>> Begin RECORDS TO PROCESS

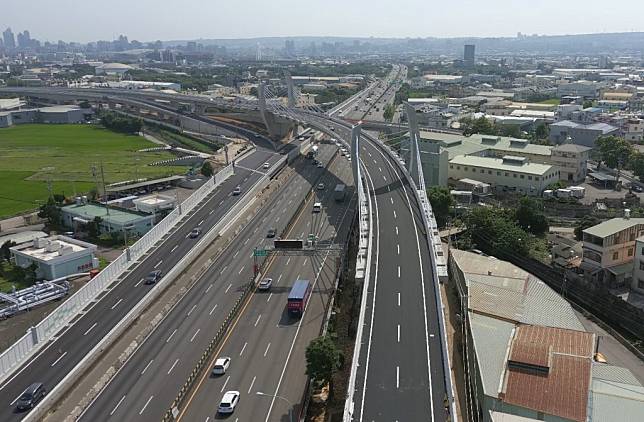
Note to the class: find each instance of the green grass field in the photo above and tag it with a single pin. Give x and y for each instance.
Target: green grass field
(32, 154)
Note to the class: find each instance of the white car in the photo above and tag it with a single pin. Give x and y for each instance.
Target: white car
(228, 402)
(221, 365)
(265, 284)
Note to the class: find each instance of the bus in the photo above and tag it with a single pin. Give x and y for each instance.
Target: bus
(298, 297)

>> End RECORDS TO PROCESS

GIVEN INSTRUCTION:
Rewrite the records above with every "photo" switched to "image" and everything else unchanged. Leave out the pictures.

EXERCISE RESULT:
Note to the class: find each instance of the green grass field in the image above and tag it with a single pin. Give x and y for each instance.
Target: green grass field
(32, 154)
Note to the class: find each instance of the white car in the image above and tag it with a single pin. Give x and y for each instance.
Target: white car
(228, 402)
(221, 365)
(265, 284)
Note to the class: find each instance of the bus in the image above and tag it with a single pin. Give x and y for each instance.
Target: bus
(298, 297)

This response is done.